▸ **Teks Hasil Ekstraksi**
============================================================
Kehormatan dan kemuliaan yang
sebenarnya adalah ketika hati kita bebas dari bergantung kepada selain Allah
SWT. Perjuangan kita untuk menjaga harga diri dari meminta-minta kepada selain
Allah adalah bukti kemuliaan kita. Jiwa mandiri adalah kunci harga diri.
Satu hal yang telah hilang dari bangsa
kita adalah harga diri. Betapa kita sangat bergantung kepada negara lain untuk
pinjaman dan investasi. Tak aneh bila negara kita memiliki banyak utang sehingga
mudah dipermainkan oleh negara yang meminjami utang tersebut.
Mengapa semua ini terjadi? Jawabnya,
sebagian besar kita terlalu sibuk membangun aksesoris duniawi yang dianggap
serba berharga. Kita tidak sibuk membangun harga diri. Tidak mengherankan apabila
ada orang yang jabatannya tinggi, tapi perbuatannya rendah dan nista. Atau ada
yang hartanya banyak, tapi jiwanya miskin. Kita terlalu menganggap topeng dunia
sebagai sumber kemuliaan dan harga diri.
Sudah menjadi keniscayaan, setiap kita
bergantung kepada selain Allah, pasti kita akan takut kalau sandaran itu
diambil orang. Bila kita dengan sepenuh hati bergantung kepada Allah SWT, maka
yakinlah bahwa Allah tidak akan mengabaikan orang yang bersungguh-sungguh
berharap kepada-Nya. Dalam sebuah hadis qudsi, Allah SWT berfirman,
"Apabila seorang hamba-Ku mendekati-Ku dengan berjalan, maka Aku akan
mendekatinya dengan berlari. Apabila ia mendekati-Ku satu jengkal, maka Aku
akan mendekatinya satu hasta".
Dari sini jelas bahwa kehormatan dan
kemuliaan yang sebenarnya adalah ketika hati kita bebas dari bergantung kepada
selain Allah. Perjuangan kita untuk menjaga harga diri dengan tidak
meminta-minta kepada selain Allah adalah bukti kemuliaan sejati. Jiwa mandiri
adalah kunci harga diri. Orang yang mandiri, hidupnya akan bebas dan merdeka.
Keuntungan lain dari sikap mandiri
adalah tumbuhnya rasa percaya diri. Kemandirian akan sumber kekuatan dan
vitalitas dalam perjuangan. Orang yang percaya diri bisa melakukan pekerjaan
jauh lebih banyak, kata-katanya jauh lebih bermakna, dan waktunya akan jauh
lebih efektif daripada orang selalu bergantung kepada orang lain.
Dengan bersikap mandiri hidup akan
terasa lebih tenang. Seorang istri tidak akan pernah khawatir ditinggal oleh
suaminya, bila ia memiliki sikap mandiri. Ia tahu bahwa semua rezeki sudah
diatur secara adil oleh Allah SWT. Tak ada satu pun makhluk kecuali sudah
ditetapkan rezekinya. Tugas kita adalah menjemput dan mencari berkah dari
karunia Allah SWT tersebut.
============================================================
▸ **Tugas yang Dikerjakan**
(A) Menurut teks tentang harga diri dan kemandirian, apa yang menjadi kunci harga diri?
(B) Teruskan teks tentang harga diri dan kemandirian mulai setelah kalimat terakhirnya.
============================================================
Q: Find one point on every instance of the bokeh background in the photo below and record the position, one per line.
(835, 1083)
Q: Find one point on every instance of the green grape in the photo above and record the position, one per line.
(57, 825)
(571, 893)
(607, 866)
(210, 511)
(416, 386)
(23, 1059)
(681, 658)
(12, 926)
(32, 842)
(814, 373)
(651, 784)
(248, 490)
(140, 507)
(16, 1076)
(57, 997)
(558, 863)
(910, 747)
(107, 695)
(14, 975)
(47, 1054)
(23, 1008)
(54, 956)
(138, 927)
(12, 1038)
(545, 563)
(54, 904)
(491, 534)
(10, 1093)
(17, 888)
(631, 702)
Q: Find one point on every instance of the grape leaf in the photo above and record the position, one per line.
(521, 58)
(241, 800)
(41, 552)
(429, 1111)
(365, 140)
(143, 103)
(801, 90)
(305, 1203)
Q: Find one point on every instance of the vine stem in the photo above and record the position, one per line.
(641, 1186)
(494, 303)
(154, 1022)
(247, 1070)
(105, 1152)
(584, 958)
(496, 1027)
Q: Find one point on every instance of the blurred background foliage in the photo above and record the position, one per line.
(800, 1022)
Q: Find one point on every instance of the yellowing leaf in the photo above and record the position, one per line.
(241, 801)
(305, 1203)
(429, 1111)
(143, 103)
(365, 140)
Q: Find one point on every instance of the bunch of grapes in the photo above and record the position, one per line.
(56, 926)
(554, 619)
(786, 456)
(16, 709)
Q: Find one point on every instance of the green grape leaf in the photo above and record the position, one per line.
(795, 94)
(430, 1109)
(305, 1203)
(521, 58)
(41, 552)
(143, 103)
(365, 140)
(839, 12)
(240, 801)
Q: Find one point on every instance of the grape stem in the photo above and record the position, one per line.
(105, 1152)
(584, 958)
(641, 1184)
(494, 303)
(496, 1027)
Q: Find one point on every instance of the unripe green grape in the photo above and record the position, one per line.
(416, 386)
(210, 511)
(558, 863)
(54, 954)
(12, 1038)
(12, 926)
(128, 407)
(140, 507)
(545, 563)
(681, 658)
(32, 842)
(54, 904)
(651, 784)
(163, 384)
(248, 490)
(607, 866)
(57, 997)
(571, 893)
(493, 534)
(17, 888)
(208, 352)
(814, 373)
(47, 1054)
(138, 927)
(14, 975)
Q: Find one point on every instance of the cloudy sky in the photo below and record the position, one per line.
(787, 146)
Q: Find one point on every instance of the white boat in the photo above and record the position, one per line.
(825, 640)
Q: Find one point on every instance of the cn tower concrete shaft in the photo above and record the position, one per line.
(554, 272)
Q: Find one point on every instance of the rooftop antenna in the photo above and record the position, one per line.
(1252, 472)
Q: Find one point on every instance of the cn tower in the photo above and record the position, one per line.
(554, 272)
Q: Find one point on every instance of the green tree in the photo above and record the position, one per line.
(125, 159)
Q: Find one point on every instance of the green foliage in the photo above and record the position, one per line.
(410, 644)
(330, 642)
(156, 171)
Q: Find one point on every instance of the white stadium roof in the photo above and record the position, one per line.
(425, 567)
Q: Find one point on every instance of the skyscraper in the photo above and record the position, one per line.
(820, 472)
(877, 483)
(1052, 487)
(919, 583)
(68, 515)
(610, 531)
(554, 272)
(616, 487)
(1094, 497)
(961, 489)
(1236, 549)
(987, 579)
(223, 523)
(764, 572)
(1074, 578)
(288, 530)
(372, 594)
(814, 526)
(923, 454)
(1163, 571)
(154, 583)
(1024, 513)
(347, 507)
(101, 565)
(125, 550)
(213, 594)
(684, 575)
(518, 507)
============================================================
▸ **Jawaban per Tugas**
(A) Jiwa mandiri.

(B)
Kita harus mulai bangkit menjadi bangsa
yang mandiri. Bangsa yang mandiri tidak akan pernah terwujud selama
pribadi-pribadi yang menyusun bangsa tersebut tidak pernah belajar menjadi
pribadi yang mandiri. Apa kuncinya? Pertama, mandiri adalah sikap mental. Jadi
seseorang harus memiliki tekad kuat untuk menjadi orang yang mandiri. Dalam
hidup yang hanya sekali ini, kita harus terhormat dan jangan menjadi budak dari
apapun selain Allah SWT. Tekadkan terus untuk selalu menjaga kehormatan diri
dan pantang menjadi beban. Andai pun hidup kita membebani orang lain, kita
harus berusaha membalas dengan apa-apa yang bisa kita lakukan. Ketika kita
membebani orang tua, maka harga diri kita adalah membalas kebaikan mereka.
Begitupun kepada guru, teman, atau tetangga. Jangan sampai diri kita terhina
karena menjadi benalu atau peminta-minta yang hanya bisa menyusahkan orang
lain.
Kedua, kita harus memiliki keberanian.
Berani apa? Berani mencoba dan berani memikul risiko. Hanya dengan keberanian
orang bisa bangkit untuk mandiri. Tidak pernah kita berada di atas tanpa
terlebih dahulu memulai dari bawah. Adalah mimpi menginginkan hidup sukses
tanpa mau bersusah payah dan berkorban.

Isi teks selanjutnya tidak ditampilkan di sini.